[begin RECORD EXCERPTS]

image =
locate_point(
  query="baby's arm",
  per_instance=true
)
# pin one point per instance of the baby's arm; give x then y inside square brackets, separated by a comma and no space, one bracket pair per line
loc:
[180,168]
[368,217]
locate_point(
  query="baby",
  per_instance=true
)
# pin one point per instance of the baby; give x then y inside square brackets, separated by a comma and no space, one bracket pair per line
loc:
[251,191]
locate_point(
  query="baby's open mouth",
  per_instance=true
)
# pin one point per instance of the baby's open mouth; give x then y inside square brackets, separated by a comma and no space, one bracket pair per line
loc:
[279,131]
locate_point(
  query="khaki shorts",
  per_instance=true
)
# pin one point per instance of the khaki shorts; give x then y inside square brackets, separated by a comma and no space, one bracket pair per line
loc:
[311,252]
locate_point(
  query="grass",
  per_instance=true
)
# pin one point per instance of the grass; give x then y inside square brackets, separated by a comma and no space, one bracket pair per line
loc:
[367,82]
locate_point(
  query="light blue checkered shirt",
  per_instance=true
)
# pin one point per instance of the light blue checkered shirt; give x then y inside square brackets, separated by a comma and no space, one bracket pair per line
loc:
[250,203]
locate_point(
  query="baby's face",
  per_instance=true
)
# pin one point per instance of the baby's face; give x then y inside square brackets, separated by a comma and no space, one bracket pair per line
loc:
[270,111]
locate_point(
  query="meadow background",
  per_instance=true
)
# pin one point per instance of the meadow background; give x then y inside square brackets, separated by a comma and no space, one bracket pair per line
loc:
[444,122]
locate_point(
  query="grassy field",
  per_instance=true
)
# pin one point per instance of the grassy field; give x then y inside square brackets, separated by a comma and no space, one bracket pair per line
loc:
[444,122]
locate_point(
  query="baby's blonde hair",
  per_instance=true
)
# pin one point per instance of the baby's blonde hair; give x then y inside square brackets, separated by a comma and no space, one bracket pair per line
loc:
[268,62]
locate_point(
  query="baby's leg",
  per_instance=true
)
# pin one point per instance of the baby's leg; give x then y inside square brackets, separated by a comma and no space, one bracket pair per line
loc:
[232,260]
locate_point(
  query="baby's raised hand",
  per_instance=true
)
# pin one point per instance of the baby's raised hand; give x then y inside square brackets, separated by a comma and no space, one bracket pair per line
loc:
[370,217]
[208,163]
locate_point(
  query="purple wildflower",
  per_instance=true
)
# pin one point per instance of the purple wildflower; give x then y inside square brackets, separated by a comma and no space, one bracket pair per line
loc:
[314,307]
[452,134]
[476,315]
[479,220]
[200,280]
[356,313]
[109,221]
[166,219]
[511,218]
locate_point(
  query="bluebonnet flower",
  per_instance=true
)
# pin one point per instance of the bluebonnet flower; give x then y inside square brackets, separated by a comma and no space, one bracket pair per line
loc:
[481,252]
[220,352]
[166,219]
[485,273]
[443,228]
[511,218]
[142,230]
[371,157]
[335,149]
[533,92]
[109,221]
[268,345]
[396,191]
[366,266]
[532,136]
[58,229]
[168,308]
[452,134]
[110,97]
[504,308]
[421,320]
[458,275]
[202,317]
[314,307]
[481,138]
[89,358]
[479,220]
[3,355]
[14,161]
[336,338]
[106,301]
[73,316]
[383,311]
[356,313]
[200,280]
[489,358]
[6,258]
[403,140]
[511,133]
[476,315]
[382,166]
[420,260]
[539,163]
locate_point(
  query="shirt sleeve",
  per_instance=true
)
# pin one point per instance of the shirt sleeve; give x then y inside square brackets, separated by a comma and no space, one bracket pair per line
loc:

[end RECORD EXCERPTS]

THE EXERCISE ->
Reproduce the complete set of lines precisely as supplied.

EXERCISE OUTPUT ->
image =
locate_point(
  query="baby's arm",
  per_instance=true
)
# pin one point per instance of the baby's arm; give x then y inside square brackets, separated by a comma and no space, one bracket pair per line
loc:
[180,168]
[368,217]
locate_point(
  query="baby",
  per_instance=true
)
# pin one point per instance of the baby; give x then y inside square brackets, separated by a comma and no space, one bracket pair per line
loc:
[251,191]
locate_point(
  query="baby's open mouth",
  per_instance=true
)
# pin one point per instance of the baby's open mouth; give x then y inside square brackets, separated by a comma and no space, one bracket pair per line
loc:
[279,131]
locate_point(
  query="khaki shorts",
  per_instance=true
)
# pin one point per instance of the khaki shorts; give x then y inside square brackets, separated by a comma and no space, one bracket pair per line
loc:
[311,252]
locate_point(
  query="grass",
  per_instance=true
)
# pin one point per instance of the grass; give x then y inside square brackets, separated by a comma and no space, one bracket pair per line
loc:
[367,82]
locate_point(
  query="light blue checkered shirt",
  per_instance=true
)
# pin one point per instance of the light blue checkered shirt; give x then y inside square brackets, separated by a comma and no space, one bracket pair per line
loc:
[250,203]
locate_point(
  query="baby's face",
  per_instance=true
)
# pin one point per instance of the baby's face; give x then y inside square brackets, separated by a comma and no space, one bracket pair per line
loc:
[270,111]
locate_point(
  query="meadow background",
  per_instance=true
)
# pin one point per instance of the meadow background; give x then y inside square brackets, separated by a comma and no space, one bracket pair per line
loc:
[444,122]
locate_point(
  query="grassy field",
  per_instance=true
)
# pin one point per instance of the grassy field; give x then y inside square brackets, separated by a comma and no space, one bracket pair per line
loc:
[444,122]
locate_point(
  query="baby's blonde hair",
  per_instance=true
)
# pin one point per instance of the baby's blonde hair; give x then y inside square brackets, separated by a comma and no space, one bracket pair per line
loc:
[268,62]
locate_point(
  query="baby's leg",
  per_instance=true
)
# pin one point per instance of the baby's leg; give x then y inside square brackets, separated by a comma and no space, one bracket pair per line
loc:
[232,260]
locate_point(
  query="baby's raised hand",
  per_instance=true
)
# pin one point per instance of the baby's raised hand; give x then y inside square brackets, separated by a comma and no space, one bracket pair per line
loc:
[370,217]
[208,163]
locate_point(
  query="purple wildflower",
  per_instance=true
)
# pin one point per instance of the purple wildflower; give x then y inside square brackets, separated by a comma and no space, one bracket pair per line
loc:
[314,307]
[452,134]
[476,315]
[479,220]
[200,280]
[356,313]
[109,221]
[166,219]
[511,218]
locate_point(
  query="bluebonnet flower",
  per_instance=true
)
# pin one point per instance of the bluebonnet flower; give x then y inside square brackets, separated by a comma and no space, one bracket pair per line
loc:
[481,252]
[220,352]
[166,219]
[485,273]
[443,228]
[511,218]
[142,230]
[371,157]
[335,149]
[533,92]
[109,221]
[268,345]
[396,191]
[366,266]
[532,136]
[58,229]
[168,308]
[452,134]
[110,97]
[504,308]
[421,320]
[458,275]
[202,317]
[314,307]
[481,138]
[89,358]
[479,220]
[3,355]
[14,161]
[336,338]
[106,301]
[73,316]
[383,311]
[356,313]
[200,280]
[489,358]
[6,258]
[403,140]
[511,133]
[476,315]
[382,166]
[420,260]
[539,163]
locate_point(
  query="shirt sleeve",
  per_instance=true
)
# pin one point per instance of the shirt sleeve; give x then y inside square brackets, separated by a comma and no space, one bracket pair per line
loc:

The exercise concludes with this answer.